═════ Text segment
Having pest problems lately? According to local pest companies, business is up by 20 percent for some. There are several reasons why, and the drought and a warm winter are the biggies.
With our warm winters, there wasn’t enough weather to freeze critters like fleas. So now we are seeing more fleas in our homes and on our animals. I went online to see what kind of natural flea repellents I could find.
Eucalyptus leaves came in as a good repellent. Borax was another solution. Sprinkle some Borax on your carpet, let it sit for a couple of days and then vacuum. It was also recommended to sprinkle Borax around the perimeter of your home and fence. Borax can be toxic, so it is important that you vacuum it up before exposing children and pets to it. Cedar chips can be used around your yard, home and pet’s bed as well.
For your pets, try this remedy: 3-5 drops of cedar oil or lavender oil; 1-3 tablespoons of water; bandana or your dog’s collar and an eyedropper (optional). Mix together and apply about 5-10 drops on either side of the bandana. Rub it together and tie that bandana on your pooch’s neck. Re-apply once a week.
There were several other suggestions on natural flea repellents, which are most likely cheaper and hopefully better for you, your family and your pets. Thanks to the internet you can peruse these remedies all day long!
Next are ants. Apparently they need moisture to survive and with our lawns going gold they are moving in closer to the home. Perhaps you have noticed an ant infestation at your home. Try cinnamon. Put ground cinnamon where they are coming in, and you should see instant results.
Some suggested using a mixture of Borax, sugar and water. A paste is created and set out for the ants to bring back to their nest. Again, Borax can be toxic, so be sure it is out of reach of your pets and children.
══════════
═════ Source information
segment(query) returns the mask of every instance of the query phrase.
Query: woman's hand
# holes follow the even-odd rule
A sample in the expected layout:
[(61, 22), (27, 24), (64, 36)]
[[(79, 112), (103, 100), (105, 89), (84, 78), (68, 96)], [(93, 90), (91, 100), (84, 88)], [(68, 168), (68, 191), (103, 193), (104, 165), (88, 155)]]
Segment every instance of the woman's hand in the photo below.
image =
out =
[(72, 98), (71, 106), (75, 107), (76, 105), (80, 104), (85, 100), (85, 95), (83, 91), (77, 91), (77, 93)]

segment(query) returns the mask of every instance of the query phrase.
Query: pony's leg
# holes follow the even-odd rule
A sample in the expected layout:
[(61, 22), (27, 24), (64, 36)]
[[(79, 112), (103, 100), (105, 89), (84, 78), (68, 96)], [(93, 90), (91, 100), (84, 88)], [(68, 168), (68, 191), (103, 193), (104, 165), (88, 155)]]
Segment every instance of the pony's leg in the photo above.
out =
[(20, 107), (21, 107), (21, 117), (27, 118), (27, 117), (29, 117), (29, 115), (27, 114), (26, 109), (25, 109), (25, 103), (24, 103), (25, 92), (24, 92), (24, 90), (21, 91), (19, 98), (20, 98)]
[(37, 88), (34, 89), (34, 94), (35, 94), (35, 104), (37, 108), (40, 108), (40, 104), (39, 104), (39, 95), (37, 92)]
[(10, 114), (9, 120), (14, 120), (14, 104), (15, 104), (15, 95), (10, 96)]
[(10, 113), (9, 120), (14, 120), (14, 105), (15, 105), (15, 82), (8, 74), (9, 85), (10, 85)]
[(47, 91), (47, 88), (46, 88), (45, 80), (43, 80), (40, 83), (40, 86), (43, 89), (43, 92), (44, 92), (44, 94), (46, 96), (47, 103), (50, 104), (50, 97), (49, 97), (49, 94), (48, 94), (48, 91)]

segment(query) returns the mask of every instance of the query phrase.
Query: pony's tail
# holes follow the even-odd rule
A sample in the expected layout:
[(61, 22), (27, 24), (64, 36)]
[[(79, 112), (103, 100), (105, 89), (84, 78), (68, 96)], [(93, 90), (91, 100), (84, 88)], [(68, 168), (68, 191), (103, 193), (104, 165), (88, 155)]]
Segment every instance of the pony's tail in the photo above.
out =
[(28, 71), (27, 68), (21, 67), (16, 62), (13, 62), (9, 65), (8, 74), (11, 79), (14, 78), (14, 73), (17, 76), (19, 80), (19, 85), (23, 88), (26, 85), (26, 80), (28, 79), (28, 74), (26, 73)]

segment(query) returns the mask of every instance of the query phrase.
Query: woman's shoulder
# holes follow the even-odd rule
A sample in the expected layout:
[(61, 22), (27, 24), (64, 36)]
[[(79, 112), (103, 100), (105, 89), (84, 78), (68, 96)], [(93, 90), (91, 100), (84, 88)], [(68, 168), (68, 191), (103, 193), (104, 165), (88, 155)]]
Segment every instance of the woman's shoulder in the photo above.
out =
══════════
In the article on pest problems, how often should the oil mixture on the dog's bandana be re-applied? The material isn't needed here.

Once a week.